### Task brief
Rewrite the listing so that each occurrence of "instance" becomes "object", keeping every other character unchanged.

Extracted records:
** start **
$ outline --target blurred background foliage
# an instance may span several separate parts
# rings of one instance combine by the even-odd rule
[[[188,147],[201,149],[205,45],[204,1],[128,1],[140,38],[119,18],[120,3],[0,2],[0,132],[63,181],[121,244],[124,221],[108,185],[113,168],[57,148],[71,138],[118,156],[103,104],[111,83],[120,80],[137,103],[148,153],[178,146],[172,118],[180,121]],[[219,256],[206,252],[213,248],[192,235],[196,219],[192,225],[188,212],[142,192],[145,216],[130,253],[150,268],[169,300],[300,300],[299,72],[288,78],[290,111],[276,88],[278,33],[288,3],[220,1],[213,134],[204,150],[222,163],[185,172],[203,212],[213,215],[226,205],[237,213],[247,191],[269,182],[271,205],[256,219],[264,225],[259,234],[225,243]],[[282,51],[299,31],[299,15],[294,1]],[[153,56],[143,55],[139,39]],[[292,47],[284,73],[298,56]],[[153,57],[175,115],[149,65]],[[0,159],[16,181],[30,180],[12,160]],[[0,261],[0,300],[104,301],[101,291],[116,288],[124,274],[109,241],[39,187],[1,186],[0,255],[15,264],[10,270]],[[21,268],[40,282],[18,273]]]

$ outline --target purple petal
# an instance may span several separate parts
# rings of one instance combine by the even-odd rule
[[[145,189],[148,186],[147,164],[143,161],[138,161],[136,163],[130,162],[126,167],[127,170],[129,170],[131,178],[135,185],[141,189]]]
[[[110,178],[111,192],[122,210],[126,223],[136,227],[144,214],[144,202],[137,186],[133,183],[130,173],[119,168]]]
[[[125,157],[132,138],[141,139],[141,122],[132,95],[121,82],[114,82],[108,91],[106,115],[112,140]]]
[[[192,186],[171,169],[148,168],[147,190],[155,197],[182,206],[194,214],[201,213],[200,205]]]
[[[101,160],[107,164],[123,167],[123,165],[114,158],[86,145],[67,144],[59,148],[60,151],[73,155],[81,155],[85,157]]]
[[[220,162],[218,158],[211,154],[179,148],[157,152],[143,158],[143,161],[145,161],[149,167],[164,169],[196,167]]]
** end **
### Output for this task
$ outline --target blurred background foliage
# an object may span several separate parts
# rings of one object combine by the even-odd rule
[[[188,147],[201,149],[205,45],[204,1],[128,1],[140,38],[119,18],[120,3],[0,2],[0,132],[63,181],[121,244],[124,221],[108,185],[113,168],[57,148],[71,138],[118,156],[103,104],[111,83],[120,80],[137,103],[148,153],[178,146],[172,118],[180,121]],[[219,256],[206,252],[213,248],[192,235],[196,219],[192,225],[188,212],[142,192],[145,216],[130,253],[150,268],[169,300],[300,300],[299,72],[288,78],[290,111],[276,88],[278,33],[288,3],[220,1],[213,134],[204,150],[222,163],[185,172],[203,212],[213,215],[226,205],[237,213],[247,191],[269,182],[271,205],[256,219],[264,225],[259,234],[225,243]],[[282,51],[299,31],[299,15],[294,1]],[[153,56],[143,55],[139,39]],[[292,47],[284,73],[298,56]],[[153,57],[175,115],[149,65]],[[0,159],[16,181],[30,180],[12,160]],[[0,261],[0,300],[104,301],[101,291],[116,288],[124,274],[109,241],[39,187],[1,186],[0,255],[15,264],[10,270]],[[21,268],[40,282],[18,273]]]

$ outline --target purple petal
# an object may span several separate parts
# rings of one object combine by the even-odd rule
[[[145,189],[148,186],[147,164],[143,161],[138,161],[136,163],[130,162],[126,167],[127,170],[129,170],[131,178],[135,185],[141,189]]]
[[[110,178],[111,192],[122,210],[126,223],[136,227],[144,214],[144,202],[137,186],[133,183],[130,173],[119,168]]]
[[[125,157],[132,138],[141,139],[141,122],[132,95],[121,82],[114,82],[108,91],[106,115],[112,140]]]
[[[192,186],[171,169],[148,168],[147,190],[155,197],[182,206],[194,214],[201,213],[200,205]]]
[[[101,160],[107,164],[123,167],[123,165],[114,158],[86,145],[67,144],[59,148],[60,151],[73,155],[81,155],[85,157]]]
[[[220,162],[218,158],[211,154],[179,148],[157,152],[143,158],[143,161],[145,161],[149,167],[164,169],[196,167]]]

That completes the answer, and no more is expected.